Stated goal → Rewrite every line of these items from the line with "find eroded limestone" up to and including the line with "<point>70,151</point>", requests included. Multiply each point coordinate in the answers by 0.4 and round to whole numbers, halves up, leaving the numbers in the requests and their format samples unchanged.

Information supplied →
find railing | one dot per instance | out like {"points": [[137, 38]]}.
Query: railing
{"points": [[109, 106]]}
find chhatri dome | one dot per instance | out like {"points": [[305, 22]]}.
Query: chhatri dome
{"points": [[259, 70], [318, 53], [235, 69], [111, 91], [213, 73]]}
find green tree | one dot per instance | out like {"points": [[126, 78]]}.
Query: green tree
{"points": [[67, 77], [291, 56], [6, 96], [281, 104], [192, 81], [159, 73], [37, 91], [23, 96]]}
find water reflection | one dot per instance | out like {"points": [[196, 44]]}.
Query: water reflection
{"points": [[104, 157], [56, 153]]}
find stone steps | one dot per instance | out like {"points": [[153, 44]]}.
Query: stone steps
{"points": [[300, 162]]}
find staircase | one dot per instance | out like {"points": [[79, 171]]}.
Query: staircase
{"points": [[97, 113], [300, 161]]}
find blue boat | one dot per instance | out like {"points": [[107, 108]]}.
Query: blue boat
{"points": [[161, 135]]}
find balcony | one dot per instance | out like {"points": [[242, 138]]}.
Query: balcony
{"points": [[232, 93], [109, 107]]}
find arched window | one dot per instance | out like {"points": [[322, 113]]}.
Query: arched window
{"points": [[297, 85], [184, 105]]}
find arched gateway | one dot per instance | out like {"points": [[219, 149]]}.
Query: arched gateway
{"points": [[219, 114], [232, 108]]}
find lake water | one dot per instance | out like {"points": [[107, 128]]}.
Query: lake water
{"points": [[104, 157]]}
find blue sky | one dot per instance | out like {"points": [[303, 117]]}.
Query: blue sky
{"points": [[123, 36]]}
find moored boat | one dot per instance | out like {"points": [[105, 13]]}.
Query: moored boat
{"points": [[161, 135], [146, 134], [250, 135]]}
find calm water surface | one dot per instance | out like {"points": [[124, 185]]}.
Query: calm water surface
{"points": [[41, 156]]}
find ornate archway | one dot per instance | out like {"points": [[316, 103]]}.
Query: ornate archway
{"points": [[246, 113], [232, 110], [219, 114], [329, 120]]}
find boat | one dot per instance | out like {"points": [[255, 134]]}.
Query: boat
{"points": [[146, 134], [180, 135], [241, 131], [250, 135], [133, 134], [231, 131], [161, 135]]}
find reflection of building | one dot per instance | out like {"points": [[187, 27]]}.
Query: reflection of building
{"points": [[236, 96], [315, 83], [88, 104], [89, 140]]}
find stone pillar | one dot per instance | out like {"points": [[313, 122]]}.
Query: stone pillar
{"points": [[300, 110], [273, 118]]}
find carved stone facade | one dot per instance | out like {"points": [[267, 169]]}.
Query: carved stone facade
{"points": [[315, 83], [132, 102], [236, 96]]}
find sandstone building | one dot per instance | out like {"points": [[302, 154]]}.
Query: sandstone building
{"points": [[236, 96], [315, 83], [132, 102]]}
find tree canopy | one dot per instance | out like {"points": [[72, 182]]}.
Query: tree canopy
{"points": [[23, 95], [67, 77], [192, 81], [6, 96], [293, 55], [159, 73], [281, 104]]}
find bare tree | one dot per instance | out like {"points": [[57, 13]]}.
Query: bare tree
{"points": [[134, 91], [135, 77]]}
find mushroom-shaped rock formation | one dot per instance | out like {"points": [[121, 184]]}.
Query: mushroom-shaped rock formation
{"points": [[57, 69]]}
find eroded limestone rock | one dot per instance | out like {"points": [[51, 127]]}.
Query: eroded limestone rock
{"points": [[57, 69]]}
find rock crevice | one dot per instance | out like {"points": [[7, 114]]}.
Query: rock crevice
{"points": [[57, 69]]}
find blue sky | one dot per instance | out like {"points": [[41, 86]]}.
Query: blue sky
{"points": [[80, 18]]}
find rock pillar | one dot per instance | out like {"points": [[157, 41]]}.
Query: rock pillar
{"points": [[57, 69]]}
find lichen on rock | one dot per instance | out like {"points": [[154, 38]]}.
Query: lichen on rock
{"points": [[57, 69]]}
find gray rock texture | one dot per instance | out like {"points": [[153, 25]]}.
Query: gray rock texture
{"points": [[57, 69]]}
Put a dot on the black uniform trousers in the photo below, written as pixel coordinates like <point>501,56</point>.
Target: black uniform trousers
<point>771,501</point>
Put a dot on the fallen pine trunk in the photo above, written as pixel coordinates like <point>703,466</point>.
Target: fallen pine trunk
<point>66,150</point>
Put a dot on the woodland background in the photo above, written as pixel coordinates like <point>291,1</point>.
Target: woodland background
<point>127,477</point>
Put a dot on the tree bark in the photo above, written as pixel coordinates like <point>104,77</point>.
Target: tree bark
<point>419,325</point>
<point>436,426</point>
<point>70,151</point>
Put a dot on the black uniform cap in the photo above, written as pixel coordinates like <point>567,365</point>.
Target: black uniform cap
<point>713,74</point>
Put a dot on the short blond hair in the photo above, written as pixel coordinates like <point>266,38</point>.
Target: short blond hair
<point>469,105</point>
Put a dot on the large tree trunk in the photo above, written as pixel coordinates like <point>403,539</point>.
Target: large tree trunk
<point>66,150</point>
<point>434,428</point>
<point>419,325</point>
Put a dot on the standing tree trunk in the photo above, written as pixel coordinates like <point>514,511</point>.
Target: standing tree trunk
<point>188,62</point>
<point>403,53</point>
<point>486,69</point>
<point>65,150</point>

Answer in full →
find eroded limestone rock | one dot per instance | out like {"points": [[51, 127]]}.
Query: eroded limestone rock
{"points": [[23, 28]]}
find rock crevice | one dot per instance | out like {"points": [[7, 114]]}.
Query: rock crevice
{"points": [[23, 28]]}
find blue sky | one dot per instance | out like {"points": [[41, 86]]}.
Query: blue sky
{"points": [[32, 7]]}
find rock pillar | one dot per instance | out like {"points": [[157, 41]]}.
Query: rock pillar
{"points": [[23, 28]]}
find lichen on rock | one dot per instance | out like {"points": [[154, 38]]}.
Query: lichen on rock
{"points": [[23, 28]]}
find gray rock texture | one dot per instance | out like {"points": [[153, 25]]}.
Query: gray rock texture
{"points": [[23, 28]]}
Put a dot on the black uniform trousers in the photo below, written as pixel coordinates like <point>501,56</point>.
Target: black uniform trousers
<point>308,200</point>
Put a dot on the fallen pine trunk in the photo above, written as pixel coordinates like <point>703,466</point>.
Target: fallen pine trunk
<point>26,60</point>
Put a dot on the woodland background in the photo above, written as pixel coordinates like <point>291,1</point>.
Target: woodland background
<point>51,191</point>
Put a dot on the tree bark in the photo above, written as pixel coordinates like <point>104,77</point>.
Target: tree bark
<point>168,130</point>
<point>174,170</point>
<point>28,60</point>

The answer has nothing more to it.